→ Excerpt provided
##########

If you’d like to post a comment about how I’m a book purist and to explain why books can’t be perfectly translated to screen and about how I should just be thankful that I got to see any version of these books at all on screen, and possibly with a coda about how I need to just learn to enjoy myself instead of miserably shitting on movies that are just for entertainment, then please leave that deeply informative message. Then kindly either go read a book, or shove one sideways down your throat. I’m not picky, both approaches will reduce the net amount of ignorance in this world.

And now, just to prove the point, here is the entirety of the Battle of Five Armies from The Hobbit. It is so short on the page that it is perfectly fair use to just duplicate it in whole. It is 1,449 words, which is slightly longer than the average think piece we post on this site. In other words, it’s only about 1.5% the total length of the book. Forty-five minutes will make for nearly 10% of the movie series. Fan fucking tastic.

On the Southern spur, in its lower slopes and in the rocks at its feet, the Elves were set; on the Eastern spur were men and dwarves. But Bard and some of the nimblest of men and elves climbed to the height of the Eastern shoulder to gain a view to the North. Soon they could see the lands before the Mountain’s feet black with a hurrying multitude. Ere long the vanguard swirled round the spur’s end and came rushing into Dale. These were the swiftest wolf-riders, and already their cries and howls rent the air afar. A few brave men were strung before them to make a feint of resistance, and many there fell before the rest drew back and fled to either side. As Gandalf had hoped, the goblin army had gathered behind the resisted vanguard, and poured now in rage into the valley, driving wildly up between the arms of the Mountain, seeking for the foe. Their banners were countless, black and red, and they came on like a tide in fury and disorder.

It was a terrible battle. The most dreadful of all Bilbo’s experiences, and the one which at the time he hated most - which is to say it was the one he was most proud of, and most fond of recalling long afterwards, although he was quite unimportant in it. Actually I must say he put on his ring early in the business, and vanished from sight, if not from all danger. A magic ring of that sort is not a complete protection in a goblin charge, nor does it stop flying arrows and wild spears; but it does help in getting out of the way, and it prevents your head from being specially chosen for a sweeping stroke by a goblin swordsman.

##########

→ Records to process

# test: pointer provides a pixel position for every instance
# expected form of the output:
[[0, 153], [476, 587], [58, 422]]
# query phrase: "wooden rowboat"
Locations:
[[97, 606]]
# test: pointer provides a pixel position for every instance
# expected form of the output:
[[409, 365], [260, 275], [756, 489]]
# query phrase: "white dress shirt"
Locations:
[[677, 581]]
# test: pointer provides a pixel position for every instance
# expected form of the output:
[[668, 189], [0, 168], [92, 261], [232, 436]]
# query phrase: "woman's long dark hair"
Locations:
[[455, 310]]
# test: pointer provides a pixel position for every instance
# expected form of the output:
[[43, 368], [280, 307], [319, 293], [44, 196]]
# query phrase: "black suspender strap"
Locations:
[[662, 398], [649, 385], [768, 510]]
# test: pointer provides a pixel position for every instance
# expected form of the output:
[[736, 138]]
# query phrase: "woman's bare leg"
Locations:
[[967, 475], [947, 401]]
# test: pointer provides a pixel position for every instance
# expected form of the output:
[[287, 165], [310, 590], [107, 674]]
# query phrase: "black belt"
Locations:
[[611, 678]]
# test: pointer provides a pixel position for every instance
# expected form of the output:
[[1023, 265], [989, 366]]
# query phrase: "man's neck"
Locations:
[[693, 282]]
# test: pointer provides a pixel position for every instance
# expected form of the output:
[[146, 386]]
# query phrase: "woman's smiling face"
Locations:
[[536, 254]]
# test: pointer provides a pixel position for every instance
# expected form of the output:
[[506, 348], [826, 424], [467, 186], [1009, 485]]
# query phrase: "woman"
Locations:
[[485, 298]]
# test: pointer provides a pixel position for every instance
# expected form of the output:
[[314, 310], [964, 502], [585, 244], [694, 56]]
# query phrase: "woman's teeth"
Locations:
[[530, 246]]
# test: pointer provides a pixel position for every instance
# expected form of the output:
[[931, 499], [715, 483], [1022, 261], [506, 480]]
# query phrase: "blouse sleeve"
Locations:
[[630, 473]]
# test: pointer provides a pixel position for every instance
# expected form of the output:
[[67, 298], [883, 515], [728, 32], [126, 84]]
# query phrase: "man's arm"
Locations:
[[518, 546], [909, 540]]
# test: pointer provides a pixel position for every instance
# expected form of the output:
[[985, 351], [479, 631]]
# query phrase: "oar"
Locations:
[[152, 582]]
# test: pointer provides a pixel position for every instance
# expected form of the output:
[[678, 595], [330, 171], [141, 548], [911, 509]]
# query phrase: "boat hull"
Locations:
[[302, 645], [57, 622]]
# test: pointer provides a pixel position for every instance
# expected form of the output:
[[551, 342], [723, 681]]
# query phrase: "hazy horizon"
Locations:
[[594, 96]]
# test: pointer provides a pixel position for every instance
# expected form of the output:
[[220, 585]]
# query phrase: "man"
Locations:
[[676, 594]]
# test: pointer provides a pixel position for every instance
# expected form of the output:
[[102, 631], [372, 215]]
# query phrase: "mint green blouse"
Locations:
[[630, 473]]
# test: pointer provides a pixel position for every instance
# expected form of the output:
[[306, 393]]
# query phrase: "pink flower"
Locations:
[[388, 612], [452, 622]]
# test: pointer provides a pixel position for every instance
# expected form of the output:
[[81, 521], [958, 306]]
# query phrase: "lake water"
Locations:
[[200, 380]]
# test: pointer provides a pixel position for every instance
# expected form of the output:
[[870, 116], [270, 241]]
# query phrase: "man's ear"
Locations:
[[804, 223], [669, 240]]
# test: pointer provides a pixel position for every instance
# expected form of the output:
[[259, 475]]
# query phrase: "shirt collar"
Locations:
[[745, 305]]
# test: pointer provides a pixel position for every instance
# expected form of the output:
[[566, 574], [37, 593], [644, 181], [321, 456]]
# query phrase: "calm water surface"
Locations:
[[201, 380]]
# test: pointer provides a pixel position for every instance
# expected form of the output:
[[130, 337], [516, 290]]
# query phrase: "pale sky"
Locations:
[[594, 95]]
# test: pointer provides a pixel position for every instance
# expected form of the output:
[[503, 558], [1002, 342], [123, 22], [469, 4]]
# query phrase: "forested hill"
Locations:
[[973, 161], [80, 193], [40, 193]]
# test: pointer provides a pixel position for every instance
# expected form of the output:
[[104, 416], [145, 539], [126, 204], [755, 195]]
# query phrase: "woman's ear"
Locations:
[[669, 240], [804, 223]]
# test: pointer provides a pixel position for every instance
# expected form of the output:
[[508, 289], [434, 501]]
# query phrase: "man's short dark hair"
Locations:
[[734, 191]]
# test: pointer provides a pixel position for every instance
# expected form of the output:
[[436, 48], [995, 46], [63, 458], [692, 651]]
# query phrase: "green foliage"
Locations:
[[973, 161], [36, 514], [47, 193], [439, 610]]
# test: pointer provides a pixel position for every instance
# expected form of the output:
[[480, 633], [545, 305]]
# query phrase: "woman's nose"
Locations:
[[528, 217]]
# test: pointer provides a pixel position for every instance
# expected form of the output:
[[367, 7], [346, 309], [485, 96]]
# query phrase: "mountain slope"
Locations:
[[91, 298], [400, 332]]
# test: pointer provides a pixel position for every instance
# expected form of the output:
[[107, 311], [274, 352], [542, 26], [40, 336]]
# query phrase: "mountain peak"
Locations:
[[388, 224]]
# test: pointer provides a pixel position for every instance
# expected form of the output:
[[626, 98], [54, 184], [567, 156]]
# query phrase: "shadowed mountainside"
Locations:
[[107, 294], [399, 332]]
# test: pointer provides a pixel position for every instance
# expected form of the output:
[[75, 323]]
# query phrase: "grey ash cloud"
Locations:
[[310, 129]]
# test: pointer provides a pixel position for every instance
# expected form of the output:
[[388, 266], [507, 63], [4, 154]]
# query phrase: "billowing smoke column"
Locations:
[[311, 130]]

##########

→ Problem set
1. According to the excerpt on the Battle of Five Armies, how many words long is that battle in the book The Hobbit?
2. Rewrite the listing as a Markdown table with the columns Row and Line. Start with its first line and go on through the line that contains "[[530, 246]]", numbering each line and leaving out blank lines.

→ Answer list
1. The battle is 1,449 words long.

2.
| Row | Line |
|---|---|
| 1 | # test: pointer provides a pixel position for every instance |
| 2 | # expected form of the output: |
| 3 | [[0, 153], [476, 587], [58, 422]] |
| 4 | # query phrase: "wooden rowboat" |
| 5 | Locations: |
| 6 | [[97, 606]] |
| 7 | # test: pointer provides a pixel position for every instance |
| 8 | # expected form of the output: |
| 9 | [[409, 365], [260, 275], [756, 489]] |
| 10 | # query phrase: "white dress shirt" |
| 11 | Locations: |
| 12 | [[677, 581]] |
| 13 | # test: pointer provides a pixel position for every instance |
| 14 | # expected form of the output: |
| 15 | [[668, 189], [0, 168], [92, 261], [232, 436]] |
| 16 | # query phrase: "woman's long dark hair" |
| 17 | Locations: |
| 18 | [[455, 310]] |
| 19 | # test: pointer provides a pixel position for every instance |
| 20 | # expected form of the output: |
| 21 | [[43, 368], [280, 307], [319, 293], [44, 196]] |
| 22 | # query phrase: "black suspender strap" |
| 23 | Locations: |
| 24 | [[662, 398], [649, 385], [768, 510]] |
| 25 | # test: pointer provides a pixel position for every instance |
| 26 | # expected form of the output: |
| 27 | [[736, 138]] |
| 28 | # query phrase: "woman's bare leg" |
| 29 | Locations: |
| 30 | [[967, 475], [947, 401]] |
| 31 | # test: pointer provides a pixel position for every instance |
| 32 | # expected form of the output: |
| 33 | [[287, 165], [310, 590], [107, 674]] |
| 34 | # query phrase: "black belt" |
| 35 | Locations: |
| 36 | [[611, 678]] |
| 37 | # test: pointer provides a pixel position for every instance |
| 38 | # expected form of the output: |
| 39 | [[1023, 265], [989, 366]] |
| 40 | # query phrase: "man's neck" |
| 41 | Locations: |
| 42 | [[693, 282]] |
| 43 | # test: pointer provides a pixel position for every instance |
| 44 | # expected form of the output: |
| 45 | [[146, 386]] |
| 46 | # query phrase: "woman's smiling face" |
| 47 | Locations: |
| 48 | [[536, 254]] |
| 49 | # test: pointer provides a pixel position for every instance |
| 50 | # expected form of the output: |
| 51 | [[506, 348], [826, 424], [467, 186], [1009, 485]] |
| 52 | # query phrase: "woman" |
| 53 | Locations: |
| 54 | [[485, 298]] |
| 55 | # test: pointer provides a pixel position for every instance |
| 56 | # expected form of the output: |
| 57 | [[314, 310], [964, 502], [585, 244], [694, 56]] |
| 58 | # query phrase: "woman's teeth" |
| 59 | Locations: |
| 60 | [[530, 246]] |